Copy the data exactly as it appears, and do not include any pictures.

** START Exercise materials **

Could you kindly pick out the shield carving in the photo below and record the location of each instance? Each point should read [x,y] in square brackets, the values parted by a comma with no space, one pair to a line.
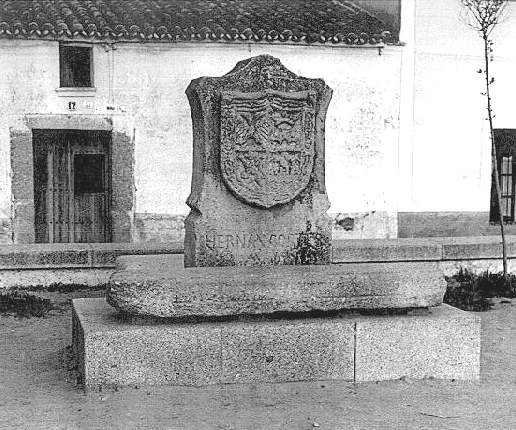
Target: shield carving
[267,144]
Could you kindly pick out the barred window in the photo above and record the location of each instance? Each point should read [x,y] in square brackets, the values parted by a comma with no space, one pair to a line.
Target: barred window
[505,141]
[75,66]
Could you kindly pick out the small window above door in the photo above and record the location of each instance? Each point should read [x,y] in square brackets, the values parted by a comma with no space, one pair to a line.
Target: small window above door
[75,66]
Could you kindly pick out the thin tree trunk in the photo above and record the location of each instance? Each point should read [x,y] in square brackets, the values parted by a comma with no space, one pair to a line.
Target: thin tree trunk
[494,155]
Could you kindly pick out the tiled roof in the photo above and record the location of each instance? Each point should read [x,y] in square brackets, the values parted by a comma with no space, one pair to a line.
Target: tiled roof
[301,21]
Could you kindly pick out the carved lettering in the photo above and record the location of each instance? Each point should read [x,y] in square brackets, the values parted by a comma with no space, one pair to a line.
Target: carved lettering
[247,240]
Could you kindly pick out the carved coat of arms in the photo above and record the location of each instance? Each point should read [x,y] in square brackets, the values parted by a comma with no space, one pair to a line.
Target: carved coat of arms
[267,144]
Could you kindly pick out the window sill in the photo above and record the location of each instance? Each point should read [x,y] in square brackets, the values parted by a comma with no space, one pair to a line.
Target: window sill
[76,92]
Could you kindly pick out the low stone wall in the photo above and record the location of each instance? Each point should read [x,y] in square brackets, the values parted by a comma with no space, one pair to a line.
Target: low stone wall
[80,263]
[93,263]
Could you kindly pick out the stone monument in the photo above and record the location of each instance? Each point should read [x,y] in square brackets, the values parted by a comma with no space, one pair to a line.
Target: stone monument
[258,298]
[258,168]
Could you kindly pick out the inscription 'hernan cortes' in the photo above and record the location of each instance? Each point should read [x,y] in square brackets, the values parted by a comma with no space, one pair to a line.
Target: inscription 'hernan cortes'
[267,144]
[247,240]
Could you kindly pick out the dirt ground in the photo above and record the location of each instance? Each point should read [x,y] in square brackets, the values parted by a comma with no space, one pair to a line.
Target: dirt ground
[37,390]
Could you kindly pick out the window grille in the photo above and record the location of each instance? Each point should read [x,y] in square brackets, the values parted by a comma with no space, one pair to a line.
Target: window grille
[505,141]
[75,66]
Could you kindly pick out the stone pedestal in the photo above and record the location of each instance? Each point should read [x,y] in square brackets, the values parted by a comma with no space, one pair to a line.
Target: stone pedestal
[445,343]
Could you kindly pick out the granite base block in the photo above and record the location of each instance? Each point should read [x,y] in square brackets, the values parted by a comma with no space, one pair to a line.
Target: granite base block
[113,352]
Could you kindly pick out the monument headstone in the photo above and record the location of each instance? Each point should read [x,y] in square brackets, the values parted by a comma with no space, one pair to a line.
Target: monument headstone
[258,194]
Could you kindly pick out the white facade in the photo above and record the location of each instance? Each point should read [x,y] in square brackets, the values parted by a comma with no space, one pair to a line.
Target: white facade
[405,131]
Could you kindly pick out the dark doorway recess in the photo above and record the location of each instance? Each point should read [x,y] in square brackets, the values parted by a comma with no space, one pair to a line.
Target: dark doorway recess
[72,189]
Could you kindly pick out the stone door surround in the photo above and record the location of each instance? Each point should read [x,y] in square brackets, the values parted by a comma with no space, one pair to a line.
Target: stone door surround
[22,163]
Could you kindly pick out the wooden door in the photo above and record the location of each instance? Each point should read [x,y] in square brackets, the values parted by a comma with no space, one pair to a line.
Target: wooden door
[72,172]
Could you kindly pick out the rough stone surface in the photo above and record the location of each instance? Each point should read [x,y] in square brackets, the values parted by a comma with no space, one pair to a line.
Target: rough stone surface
[161,289]
[111,352]
[258,194]
[444,344]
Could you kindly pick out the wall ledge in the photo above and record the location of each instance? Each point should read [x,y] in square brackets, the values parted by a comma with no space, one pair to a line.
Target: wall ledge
[104,255]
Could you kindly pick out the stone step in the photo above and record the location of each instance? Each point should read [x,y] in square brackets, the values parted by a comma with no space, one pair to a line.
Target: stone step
[150,287]
[445,344]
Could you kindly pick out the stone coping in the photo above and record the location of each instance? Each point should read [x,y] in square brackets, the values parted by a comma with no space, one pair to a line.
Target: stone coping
[77,255]
[104,255]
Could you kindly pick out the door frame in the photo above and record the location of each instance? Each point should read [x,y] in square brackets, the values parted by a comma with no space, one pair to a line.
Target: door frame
[48,143]
[122,168]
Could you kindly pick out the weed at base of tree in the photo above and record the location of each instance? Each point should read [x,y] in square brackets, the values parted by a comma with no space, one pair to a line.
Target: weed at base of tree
[471,292]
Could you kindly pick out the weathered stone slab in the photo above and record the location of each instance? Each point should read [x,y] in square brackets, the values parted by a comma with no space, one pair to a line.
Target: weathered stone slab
[258,194]
[111,352]
[167,291]
[444,344]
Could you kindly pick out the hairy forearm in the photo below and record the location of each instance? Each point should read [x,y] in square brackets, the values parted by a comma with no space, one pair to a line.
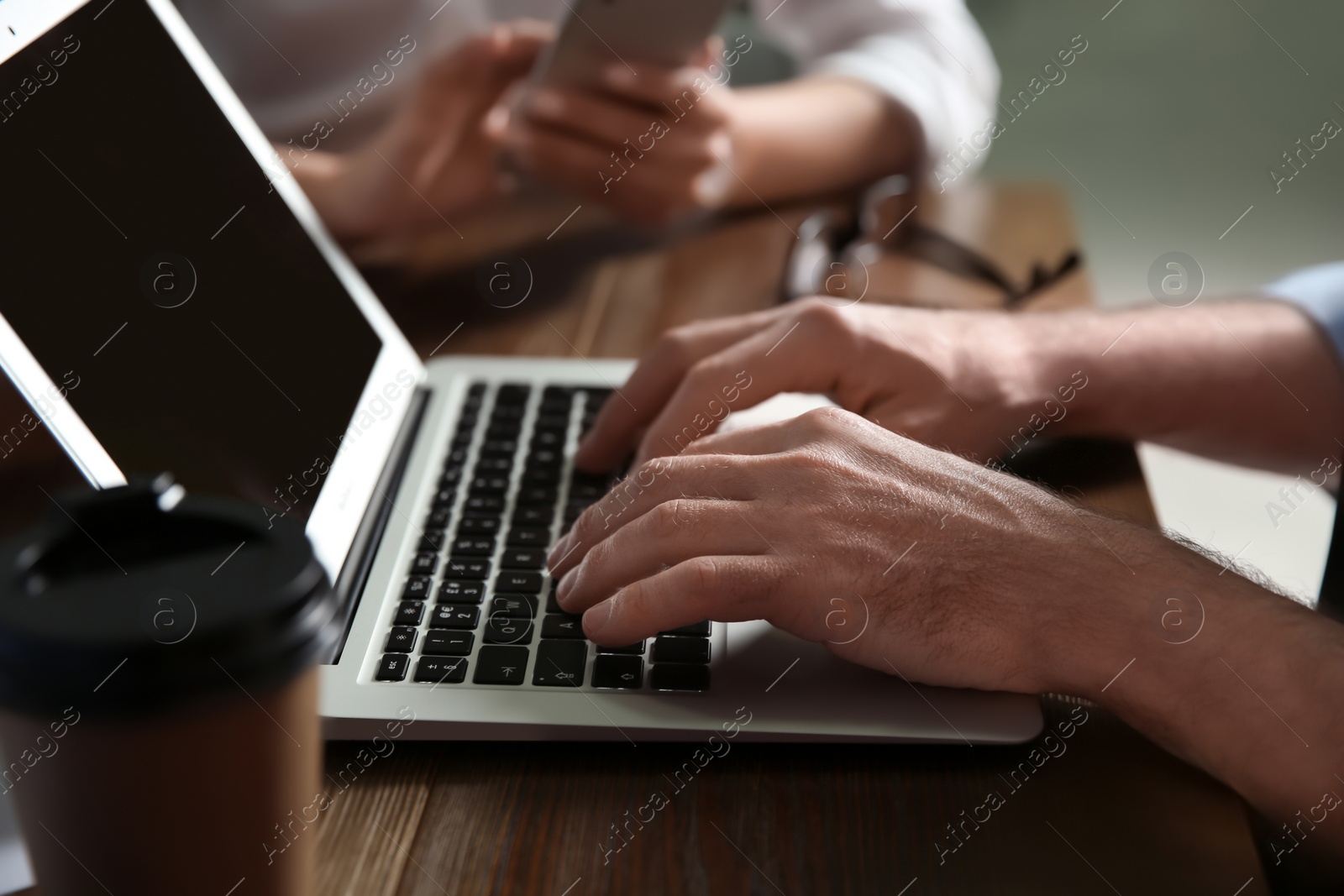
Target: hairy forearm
[1252,382]
[817,134]
[1234,679]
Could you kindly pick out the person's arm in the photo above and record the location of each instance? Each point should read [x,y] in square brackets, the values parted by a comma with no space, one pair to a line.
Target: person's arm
[964,577]
[1254,383]
[884,90]
[927,58]
[1250,382]
[433,161]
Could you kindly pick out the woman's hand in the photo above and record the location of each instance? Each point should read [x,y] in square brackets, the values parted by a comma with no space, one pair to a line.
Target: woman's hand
[651,143]
[963,380]
[837,531]
[434,159]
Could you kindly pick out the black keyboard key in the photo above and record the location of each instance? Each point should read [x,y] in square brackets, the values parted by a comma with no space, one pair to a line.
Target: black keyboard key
[559,664]
[586,492]
[528,537]
[519,582]
[441,671]
[562,625]
[409,613]
[696,629]
[544,457]
[474,546]
[512,394]
[445,642]
[669,649]
[538,516]
[507,631]
[499,448]
[625,649]
[676,676]
[541,477]
[530,495]
[483,485]
[417,587]
[432,540]
[494,465]
[523,559]
[454,616]
[393,667]
[467,569]
[617,672]
[507,414]
[497,665]
[549,438]
[459,591]
[555,409]
[484,504]
[479,526]
[517,606]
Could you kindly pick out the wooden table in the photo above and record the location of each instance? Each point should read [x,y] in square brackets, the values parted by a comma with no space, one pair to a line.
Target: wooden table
[1110,815]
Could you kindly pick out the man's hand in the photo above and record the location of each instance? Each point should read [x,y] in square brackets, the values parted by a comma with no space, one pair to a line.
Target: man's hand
[651,144]
[961,380]
[921,563]
[828,526]
[434,159]
[1247,382]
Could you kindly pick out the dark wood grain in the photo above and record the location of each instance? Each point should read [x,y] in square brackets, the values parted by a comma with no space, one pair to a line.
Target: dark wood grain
[1112,813]
[1109,815]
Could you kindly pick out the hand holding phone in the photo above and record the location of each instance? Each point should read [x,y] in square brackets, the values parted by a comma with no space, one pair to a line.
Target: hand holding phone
[648,141]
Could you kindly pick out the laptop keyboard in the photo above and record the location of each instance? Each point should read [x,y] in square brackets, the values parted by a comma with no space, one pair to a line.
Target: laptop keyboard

** END Exercise materials **

▶ Exercise output
Could you kindly pick out the shield carving in the photo below and record the location of each instance? Each point should read [x,y] in square brackets, the values parted by a comma with no space, one pair to a line.
Target: shield carving
[267,144]
Could you kindly pick out the barred window in the photo above and record the location of each instance? Each point should read [x,y] in square brackets, the values parted by a comma with no space, one pair to a line.
Target: barred window
[505,141]
[75,66]
Could you kindly pick out the small window above door in the photo above and record the location of each instance? Each point should read [x,y] in square brackets, the values parted by a comma with no space, one pair to a line.
Target: small window above door
[75,66]
Could you kindly pick out the thin tree trunk in the photo above and record the location of each instance? Each point should read [x,y] in square brackets, the values parted by a comma with no space, one pair to a line.
Target: thin tree trunk
[494,155]
Could you kindly pick out the tiled roof in the photo above and record the location of each instance? Each point should read [x,y] in square brackets, the values parted by a comma with no space, one pair to a line.
Target: tiled roof
[301,21]
Could you kindly pick out the carved lettering in the photo above and record the location of each instance? Each point should read [x,y] in square brackets, the values parted by a comma with no space, one pair to a line.
Target: carved lettering
[247,240]
Could you kindly pick out the carved coat of arms in the photo above and record the location of each instance? Each point should read [x,y] in square brackets, the values parted by a comma with no space, one pair to a line.
Target: carved coat of arms
[267,144]
Could you kindly pick out the window sill in the photo above and record the location of each instance? Each point should read [x,y] in square brackets, the values parted by a comma with no space, one pair to a line.
Target: window sill
[76,92]
Could you kindly pick out the low stone wall in the photo above and record the location of each instance? Each point should read [x,y] in square brackets, the values parted by a comma with no space, one pair to a line.
Target: low stone wall
[80,263]
[93,263]
Could you kindly pick out the stone monument in the photo above and record the location of each instance? Each point should read [x,y] in square brackets, the values parted by a comma with no space, one pair to a line.
Target: stone monument
[258,298]
[258,168]
Could you kindly pick out the inscription 'hernan cortes' in the photo above and record the location of each instance? Each point should read [x,y] in square brackets, the values parted by a comma with no space, one pair to a line.
Target: inscription 'hernan cortes'
[267,144]
[247,240]
Could you kindly pick out the dirt ground in the photo above and record the location of each instance? Each point should read [x,y] in square brackets, the values parted by a comma with no space, one pair to a line.
Target: dirt ground
[37,390]
Could you kindly pick out the window grille in the photo above and record the location of each instance? Each point should read [x,y] in square brackets, the values parted by a comma with no space, one pair to a line.
Target: window grille
[505,141]
[75,66]
Could you kindly pick out the stone pedestal in the photo above and record the location of each instance? Each point should read [x,y] in square brackets, the values parted by a comma with no space, one pair to a line.
Target: stone pedestal
[445,343]
Could you kindly pick out the granite base block in the photo above and record the location of each instance? Each point should read [x,y] in square brackets, the values parted by a comma with no space, one pair to a line.
Target: granite base block
[113,352]
Could you kindly pick out the monument headstone in the photo above and record the location of each instance? Each point should read [x,y] in square brackets, the values parted by a comma with no space, one pair to a line.
Target: monument headstone
[258,194]
Could you kindly pick out the white facade in the photo above and record the location of each instance? Each point should read [x,y] in square brackets, the values parted by a comma with no space, one pair to a line.
Target: white facade
[405,131]
Could you kindly pick out the dark doorway recess in the photo above and record the location of each instance? Each point should read [x,y] in square brackets, the values parted by a comma with no space, one pair to a line.
Target: dark doorway recess
[72,189]
Could you kindly pick out the stone door surround in the photo above and record the location of each instance? Each point should read [x,y] in square brackets, the values parted by a comma with no space, one pair to a line.
Target: stone door surround
[22,163]
Could you kindly pick out the wooden door in the photo above and record the location of each instance? Each point should read [x,y] in square brackets, the values parted by a comma with no space, one pair to a line.
Target: wooden door
[72,172]
Could you kindly pick out the rough stone surface in the photo above and record the location of each instance? Each point should read [x,y] in square brackets, the values parted by a comma with no space, one pair to a line.
Target: rough stone surface
[161,289]
[111,352]
[258,194]
[444,344]
Could you kindly pick out the wall ledge in the photo above and record the location of each instance? Each point should read [x,y] in square brackets, the values parted by a comma with no space, one pair to a line.
Target: wall ledge
[104,255]
Could you kindly pick out the stone step in the photo above and record the location of each instance? Each point should read [x,y] in square brackets, the values parted by a comma with no space, one pair to a line.
Target: stone step
[150,287]
[445,344]
Could you kindly pick out the stone coping in the photo above and record the location of each instance? Each point should read [x,y] in square brackets, the values parted by a comma with no space, one pair to a line.
Target: stone coping
[77,255]
[104,255]
Could you kindly pick out the door frame in the photo above and record the location of each instance? Each point should read [x,y] in square brackets, the values parted by a comma with no space, one pair to a line.
Target: door frame
[48,143]
[122,168]
Could you kindly pick out the weed at base of tree in the photo above and record the location of each instance? Each point should read [x,y] in square brackets, the values parted by a comma with no space, one pair to a line.
Target: weed at base of tree
[471,292]
Could you kindly pick out the weathered stone slab in the photo above and record the location of each instance? Each point should read [x,y] in square brackets, the values parted by a comma with no space, one pair to a line.
Target: weathered stone slab
[258,194]
[111,352]
[167,291]
[444,344]
Could you kindly pick out the hairy forearm in the photo below and record the location of each instance? Each point should read [x,y] in square brackets, the values parted by a comma with no space, one pair to a line.
Target: hairy forearm
[1252,382]
[817,134]
[1234,679]
Could you kindly pick out the person's arm in the photo above and record the location of each instance? Each point should read [x,y] in square brackets, the values parted by a comma with no space, one pair to a line.
Target: person's arm
[964,577]
[1254,383]
[884,90]
[927,58]
[1250,382]
[433,161]
Could you kindly pick out the woman's hand in the photo above and record the location of each instance? Each point should read [x,y] in square brackets, the values parted by a comma with no space, one pair to a line.
Target: woman's hand
[651,143]
[963,380]
[837,531]
[434,159]
Could you kindly pick out the black keyboard key in the photo above and record the location of each instance? Each point should read [x,y] in square brackets, the values parted by a comma with no space, one pair to a line.
Target: black keyboard key
[559,664]
[586,492]
[528,537]
[519,582]
[441,671]
[562,625]
[409,613]
[696,629]
[544,457]
[474,546]
[512,394]
[445,642]
[669,649]
[538,516]
[507,631]
[499,448]
[625,649]
[676,676]
[541,477]
[530,495]
[483,485]
[417,587]
[432,540]
[494,465]
[523,559]
[454,616]
[393,667]
[467,569]
[617,672]
[507,414]
[497,665]
[549,438]
[459,591]
[555,409]
[484,504]
[479,526]
[517,606]
Could you kindly pick out the wooden table in the photo above and record the location of each instance? Each point should read [x,y] in square brackets, the values parted by a comma with no space, one pair to a line.
Target: wooden table
[1110,815]
Could you kindly pick out the man's hand in the photo above and record the location of each instance? Each point should read [x,y] in square brackets, the values parted by a comma with no space, one pair to a line.
Target: man's hand
[651,144]
[961,380]
[921,563]
[828,526]
[434,159]
[1247,382]
Could you kindly pick out the dark wood grain in the photo above and record the location of each instance? Each point should read [x,y] in square brackets, the values parted by a comma with no space, one pair to a line.
Target: dark wood grain
[1112,813]
[1109,815]
Could you kindly pick out the hand holding phone in the photo above and record the location of each instance? Each point should read [x,y] in square brackets, the values parted by a comma with no space, one pair to a line.
Target: hand holding phone
[648,141]
Could you kindly pick out the laptop keyboard in the photo above and record the location of each instance? Each point should read [x,y] in square brackets, the values parted by a comma with no space, one pair to a line.
Target: laptop keyboard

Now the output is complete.